SUPPLIED RECORDS:
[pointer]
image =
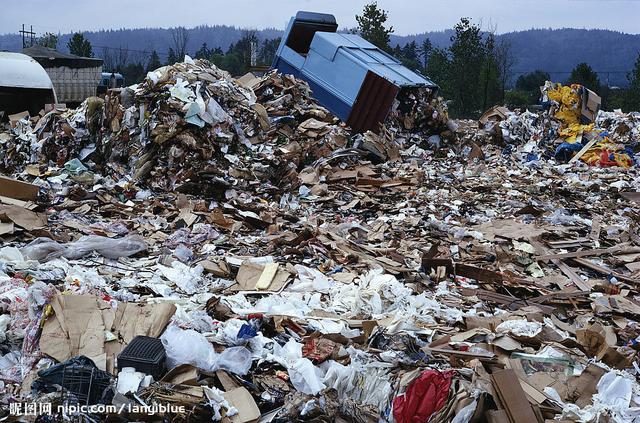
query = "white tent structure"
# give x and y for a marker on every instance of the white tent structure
(24, 84)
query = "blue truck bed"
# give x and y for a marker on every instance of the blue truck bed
(355, 80)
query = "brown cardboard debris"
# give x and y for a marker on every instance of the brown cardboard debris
(248, 411)
(22, 217)
(512, 396)
(80, 321)
(18, 189)
(250, 273)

DIRECTIONS:
Gather each line of the listing that holds the string "query".

YOUR SOLUTION:
query = "white tent structure"
query = "blue truck bed"
query = "brown cardboard debris"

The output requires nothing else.